Raw data —
|---|

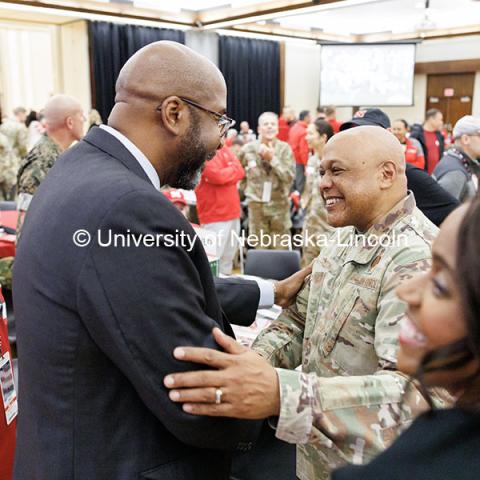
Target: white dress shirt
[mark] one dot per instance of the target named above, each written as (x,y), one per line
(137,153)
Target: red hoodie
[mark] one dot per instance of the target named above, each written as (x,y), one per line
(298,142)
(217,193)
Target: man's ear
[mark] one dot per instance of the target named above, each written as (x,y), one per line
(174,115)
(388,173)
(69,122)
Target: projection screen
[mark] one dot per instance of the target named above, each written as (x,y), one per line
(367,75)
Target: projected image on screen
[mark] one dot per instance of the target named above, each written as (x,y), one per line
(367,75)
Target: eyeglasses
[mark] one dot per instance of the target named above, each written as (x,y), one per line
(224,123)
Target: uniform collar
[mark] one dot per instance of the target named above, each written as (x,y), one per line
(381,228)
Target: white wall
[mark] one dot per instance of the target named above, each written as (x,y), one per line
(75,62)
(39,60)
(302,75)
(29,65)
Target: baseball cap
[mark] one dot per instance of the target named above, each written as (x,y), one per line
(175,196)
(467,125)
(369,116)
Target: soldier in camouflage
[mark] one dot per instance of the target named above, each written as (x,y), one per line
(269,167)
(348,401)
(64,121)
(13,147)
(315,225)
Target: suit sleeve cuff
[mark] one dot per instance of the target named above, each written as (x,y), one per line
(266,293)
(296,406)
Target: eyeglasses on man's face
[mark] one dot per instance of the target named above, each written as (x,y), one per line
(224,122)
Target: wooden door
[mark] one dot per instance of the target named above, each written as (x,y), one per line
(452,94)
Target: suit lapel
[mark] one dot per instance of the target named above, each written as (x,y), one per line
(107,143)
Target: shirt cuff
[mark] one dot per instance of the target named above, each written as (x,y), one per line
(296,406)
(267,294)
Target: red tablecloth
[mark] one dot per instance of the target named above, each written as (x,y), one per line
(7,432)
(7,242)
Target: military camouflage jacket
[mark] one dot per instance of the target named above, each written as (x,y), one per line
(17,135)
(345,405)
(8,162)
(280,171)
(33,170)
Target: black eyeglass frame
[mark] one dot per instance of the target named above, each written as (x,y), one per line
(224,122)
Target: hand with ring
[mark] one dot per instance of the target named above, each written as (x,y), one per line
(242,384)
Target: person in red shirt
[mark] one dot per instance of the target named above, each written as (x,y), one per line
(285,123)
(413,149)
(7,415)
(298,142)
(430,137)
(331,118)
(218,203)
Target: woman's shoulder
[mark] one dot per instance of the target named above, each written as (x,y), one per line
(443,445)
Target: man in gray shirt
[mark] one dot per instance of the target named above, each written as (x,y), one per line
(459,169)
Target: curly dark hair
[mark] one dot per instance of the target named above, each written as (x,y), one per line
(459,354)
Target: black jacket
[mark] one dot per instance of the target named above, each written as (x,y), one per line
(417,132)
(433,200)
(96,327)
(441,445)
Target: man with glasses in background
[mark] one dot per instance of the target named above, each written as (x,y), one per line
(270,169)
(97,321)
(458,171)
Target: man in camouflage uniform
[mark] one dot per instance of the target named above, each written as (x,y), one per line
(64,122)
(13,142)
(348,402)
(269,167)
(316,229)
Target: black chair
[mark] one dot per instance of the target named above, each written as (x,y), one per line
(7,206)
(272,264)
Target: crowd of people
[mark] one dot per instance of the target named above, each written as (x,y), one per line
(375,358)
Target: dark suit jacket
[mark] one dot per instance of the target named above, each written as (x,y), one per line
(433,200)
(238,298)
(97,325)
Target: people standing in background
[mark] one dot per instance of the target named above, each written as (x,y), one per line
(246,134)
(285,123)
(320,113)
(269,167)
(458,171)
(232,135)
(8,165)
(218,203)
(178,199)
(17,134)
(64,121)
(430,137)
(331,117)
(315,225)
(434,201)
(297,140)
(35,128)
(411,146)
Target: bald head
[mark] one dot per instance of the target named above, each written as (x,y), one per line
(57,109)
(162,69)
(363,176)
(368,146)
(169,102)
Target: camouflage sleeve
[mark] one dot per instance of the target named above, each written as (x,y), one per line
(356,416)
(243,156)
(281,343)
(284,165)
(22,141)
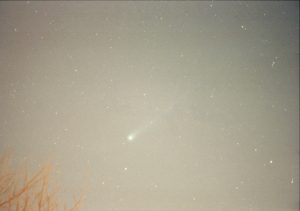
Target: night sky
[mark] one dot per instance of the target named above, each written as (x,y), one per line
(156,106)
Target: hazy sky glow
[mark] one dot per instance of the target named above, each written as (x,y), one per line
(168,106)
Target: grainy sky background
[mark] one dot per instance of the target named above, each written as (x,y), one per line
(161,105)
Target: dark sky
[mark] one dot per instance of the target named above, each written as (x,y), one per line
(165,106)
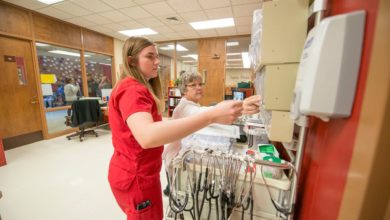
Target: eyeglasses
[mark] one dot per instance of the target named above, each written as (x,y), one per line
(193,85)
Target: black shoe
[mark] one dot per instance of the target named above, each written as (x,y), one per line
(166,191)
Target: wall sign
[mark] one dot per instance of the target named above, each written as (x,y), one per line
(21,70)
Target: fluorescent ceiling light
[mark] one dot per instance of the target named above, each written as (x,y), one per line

|---|

Exercise goal — The lines to write out run from the one containing "Target: grainy sky background" through the final line of the material above, both included; write them out exactly, with no pictures.

Task result —
Target: grainy sky background
[mark] one dot per instance of the target named above, each written as (x,y), one per line
(161,105)
Target: dark sky
[mark] one dot per instance of the target named above, each written as (x,y), one per line
(165,106)
Target: eyeglasses
[mark] one dot per instance of the target named above, each written as (x,y), one per line
(193,85)
Target: black shoe
[mark] one dot per instance of the target named above, each written as (x,y), one per line
(166,191)
Target: wall sign
[mark] one dot per instance of the target named above, each written as (x,y), one per line
(21,70)
Target: fluorescent ceiling light
[mark] one dot per instance of the target named above, each written as (x,y), one per line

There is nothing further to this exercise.